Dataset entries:
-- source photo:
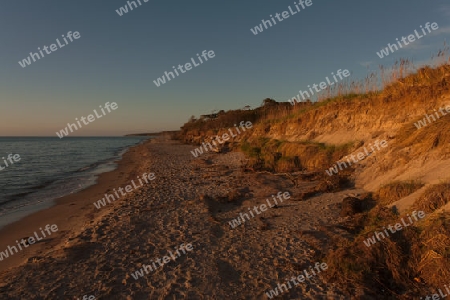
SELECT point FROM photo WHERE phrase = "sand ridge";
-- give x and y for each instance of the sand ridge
(187, 203)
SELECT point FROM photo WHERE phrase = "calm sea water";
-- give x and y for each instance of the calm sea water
(50, 168)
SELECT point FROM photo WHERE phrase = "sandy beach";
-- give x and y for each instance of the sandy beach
(192, 200)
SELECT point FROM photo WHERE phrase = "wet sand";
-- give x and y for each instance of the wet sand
(192, 200)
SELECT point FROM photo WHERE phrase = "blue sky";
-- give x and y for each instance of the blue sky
(118, 57)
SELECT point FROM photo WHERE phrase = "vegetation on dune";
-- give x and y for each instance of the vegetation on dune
(409, 262)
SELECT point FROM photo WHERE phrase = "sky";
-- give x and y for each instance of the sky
(117, 58)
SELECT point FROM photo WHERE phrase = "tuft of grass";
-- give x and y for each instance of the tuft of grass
(397, 190)
(433, 198)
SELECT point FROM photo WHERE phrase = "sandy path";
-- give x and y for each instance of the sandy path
(181, 206)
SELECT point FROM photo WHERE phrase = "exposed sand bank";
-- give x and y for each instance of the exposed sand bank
(95, 251)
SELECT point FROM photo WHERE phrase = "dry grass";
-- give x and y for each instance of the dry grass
(433, 198)
(395, 191)
(433, 264)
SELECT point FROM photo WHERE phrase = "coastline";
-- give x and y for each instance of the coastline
(96, 252)
(71, 212)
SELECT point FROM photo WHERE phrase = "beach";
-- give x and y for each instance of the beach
(191, 201)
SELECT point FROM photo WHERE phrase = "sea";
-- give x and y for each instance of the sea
(50, 168)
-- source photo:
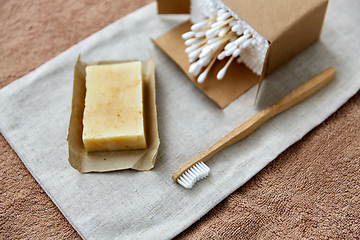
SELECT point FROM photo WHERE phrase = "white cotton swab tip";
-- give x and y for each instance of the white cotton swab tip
(200, 25)
(221, 74)
(191, 41)
(188, 35)
(222, 55)
(203, 76)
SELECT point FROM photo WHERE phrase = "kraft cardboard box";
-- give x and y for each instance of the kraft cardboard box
(289, 27)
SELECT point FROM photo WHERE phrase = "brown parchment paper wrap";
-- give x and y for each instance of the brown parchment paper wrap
(112, 160)
(289, 26)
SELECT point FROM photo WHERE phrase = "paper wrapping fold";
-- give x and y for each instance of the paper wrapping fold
(113, 160)
(289, 26)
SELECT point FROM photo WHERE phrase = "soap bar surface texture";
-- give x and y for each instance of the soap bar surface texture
(114, 113)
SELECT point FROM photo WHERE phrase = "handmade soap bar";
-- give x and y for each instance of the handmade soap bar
(114, 112)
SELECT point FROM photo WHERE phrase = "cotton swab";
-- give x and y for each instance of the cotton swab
(222, 72)
(226, 35)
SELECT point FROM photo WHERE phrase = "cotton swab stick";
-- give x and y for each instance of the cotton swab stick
(204, 74)
(222, 72)
(195, 169)
(202, 24)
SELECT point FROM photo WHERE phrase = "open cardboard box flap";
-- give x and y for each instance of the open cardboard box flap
(289, 26)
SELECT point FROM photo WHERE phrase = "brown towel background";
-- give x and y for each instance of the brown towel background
(312, 190)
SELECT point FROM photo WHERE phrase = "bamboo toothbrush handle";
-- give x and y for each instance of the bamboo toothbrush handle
(243, 130)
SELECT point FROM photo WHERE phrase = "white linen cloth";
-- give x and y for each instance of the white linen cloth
(35, 110)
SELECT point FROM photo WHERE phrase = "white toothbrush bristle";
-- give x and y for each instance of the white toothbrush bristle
(192, 175)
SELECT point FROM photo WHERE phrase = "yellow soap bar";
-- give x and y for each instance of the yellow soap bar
(114, 111)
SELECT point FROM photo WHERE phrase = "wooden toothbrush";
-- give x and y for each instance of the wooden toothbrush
(195, 169)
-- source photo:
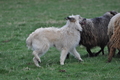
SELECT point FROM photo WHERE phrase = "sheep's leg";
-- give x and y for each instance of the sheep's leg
(36, 58)
(102, 50)
(76, 54)
(111, 54)
(68, 55)
(36, 62)
(64, 53)
(118, 52)
(89, 51)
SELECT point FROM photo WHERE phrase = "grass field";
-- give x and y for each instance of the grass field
(18, 18)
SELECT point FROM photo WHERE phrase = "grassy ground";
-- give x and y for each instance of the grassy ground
(18, 18)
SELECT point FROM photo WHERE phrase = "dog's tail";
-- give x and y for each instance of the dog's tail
(29, 41)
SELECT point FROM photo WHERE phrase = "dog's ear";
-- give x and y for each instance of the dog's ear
(71, 19)
(83, 22)
(113, 12)
(67, 18)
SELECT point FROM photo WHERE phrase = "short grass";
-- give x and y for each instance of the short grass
(18, 18)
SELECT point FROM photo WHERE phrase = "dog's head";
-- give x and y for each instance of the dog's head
(83, 21)
(73, 18)
(111, 13)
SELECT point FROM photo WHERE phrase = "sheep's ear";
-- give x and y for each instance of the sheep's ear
(113, 12)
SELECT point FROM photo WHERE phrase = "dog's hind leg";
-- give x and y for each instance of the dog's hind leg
(64, 53)
(76, 54)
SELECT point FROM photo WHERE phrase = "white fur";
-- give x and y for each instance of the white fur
(64, 39)
(111, 24)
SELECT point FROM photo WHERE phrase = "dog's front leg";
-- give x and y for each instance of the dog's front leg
(64, 53)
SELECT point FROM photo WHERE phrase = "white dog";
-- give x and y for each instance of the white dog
(64, 39)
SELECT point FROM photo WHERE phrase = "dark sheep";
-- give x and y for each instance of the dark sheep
(95, 32)
(114, 42)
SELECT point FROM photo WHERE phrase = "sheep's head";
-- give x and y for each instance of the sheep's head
(73, 18)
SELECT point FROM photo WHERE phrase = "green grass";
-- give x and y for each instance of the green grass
(18, 18)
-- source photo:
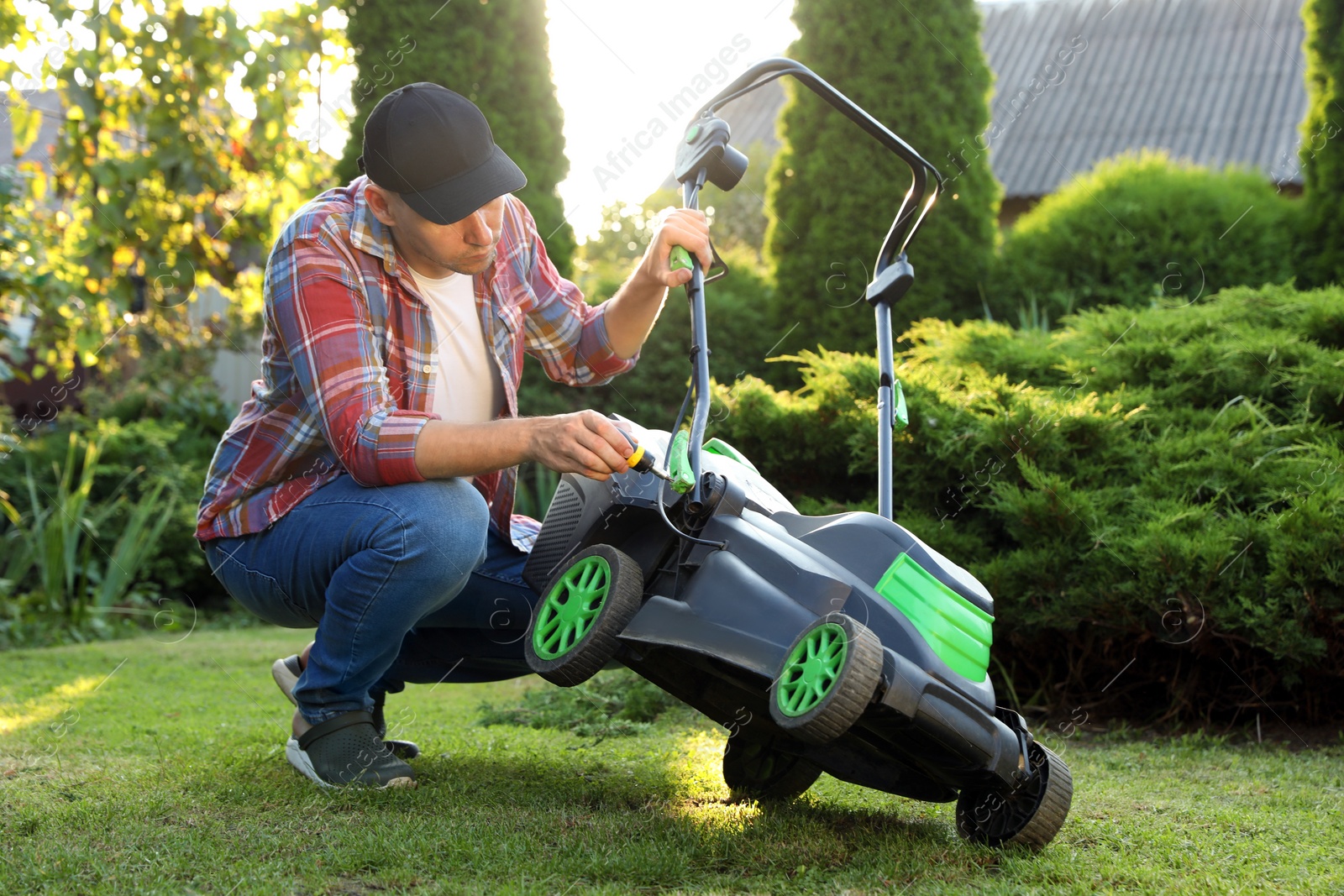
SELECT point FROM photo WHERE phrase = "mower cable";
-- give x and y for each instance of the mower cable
(672, 526)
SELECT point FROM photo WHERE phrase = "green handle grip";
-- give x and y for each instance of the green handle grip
(679, 258)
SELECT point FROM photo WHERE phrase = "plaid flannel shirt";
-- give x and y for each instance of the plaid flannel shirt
(349, 363)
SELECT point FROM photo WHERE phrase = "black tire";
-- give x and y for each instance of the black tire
(848, 692)
(1032, 817)
(598, 642)
(754, 768)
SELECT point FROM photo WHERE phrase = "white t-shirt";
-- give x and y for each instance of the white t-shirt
(468, 387)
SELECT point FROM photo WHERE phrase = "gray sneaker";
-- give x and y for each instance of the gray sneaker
(286, 671)
(346, 752)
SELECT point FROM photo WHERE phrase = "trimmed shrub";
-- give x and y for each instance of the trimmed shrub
(1142, 230)
(1160, 484)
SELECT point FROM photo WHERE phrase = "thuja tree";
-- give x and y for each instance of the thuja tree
(918, 69)
(495, 54)
(1323, 140)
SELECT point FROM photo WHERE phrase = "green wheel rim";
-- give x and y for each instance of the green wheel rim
(571, 606)
(812, 669)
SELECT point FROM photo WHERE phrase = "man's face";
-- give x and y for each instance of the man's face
(465, 246)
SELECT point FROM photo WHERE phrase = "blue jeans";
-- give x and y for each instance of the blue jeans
(407, 584)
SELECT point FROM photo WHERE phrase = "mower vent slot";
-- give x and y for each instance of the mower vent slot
(557, 535)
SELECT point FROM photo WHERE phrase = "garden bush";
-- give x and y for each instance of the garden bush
(1159, 484)
(1144, 230)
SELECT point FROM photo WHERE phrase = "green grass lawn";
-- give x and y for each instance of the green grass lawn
(170, 777)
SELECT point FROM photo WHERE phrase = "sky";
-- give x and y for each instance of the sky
(616, 66)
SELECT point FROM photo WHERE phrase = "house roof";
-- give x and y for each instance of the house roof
(1215, 81)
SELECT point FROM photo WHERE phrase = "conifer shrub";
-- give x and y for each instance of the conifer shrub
(1158, 484)
(1142, 230)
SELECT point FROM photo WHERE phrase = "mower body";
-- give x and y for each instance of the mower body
(718, 621)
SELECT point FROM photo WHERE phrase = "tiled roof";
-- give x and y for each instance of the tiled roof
(1215, 81)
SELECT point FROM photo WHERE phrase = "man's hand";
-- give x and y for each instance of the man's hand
(676, 228)
(584, 443)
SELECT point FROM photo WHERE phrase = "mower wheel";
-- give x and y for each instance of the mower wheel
(586, 605)
(828, 679)
(754, 768)
(1032, 815)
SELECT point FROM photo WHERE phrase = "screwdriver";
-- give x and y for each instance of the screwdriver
(643, 461)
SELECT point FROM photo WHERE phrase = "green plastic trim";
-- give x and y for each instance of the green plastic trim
(570, 607)
(679, 464)
(812, 669)
(958, 631)
(719, 446)
(679, 258)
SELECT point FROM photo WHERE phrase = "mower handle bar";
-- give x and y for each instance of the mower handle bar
(913, 206)
(882, 291)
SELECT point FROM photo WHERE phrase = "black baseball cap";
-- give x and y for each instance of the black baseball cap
(436, 149)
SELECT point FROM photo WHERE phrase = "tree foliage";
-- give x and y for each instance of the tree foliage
(918, 69)
(174, 167)
(1323, 140)
(496, 55)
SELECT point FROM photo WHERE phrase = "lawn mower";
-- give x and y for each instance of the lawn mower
(839, 644)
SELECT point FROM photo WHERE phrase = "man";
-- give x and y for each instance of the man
(367, 485)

* _Your goal_
Produce an exact transcription of the lines from the one containing "-- give x and y for each instance of the lawn" through the end of the records, both included, and no other lines.

* _Answer below_
-- give x and y for each instance of the lawn mower
(839, 644)
SELECT point FROM photo WHERE phrase = "man";
-- give x and y for each instance of the man
(367, 485)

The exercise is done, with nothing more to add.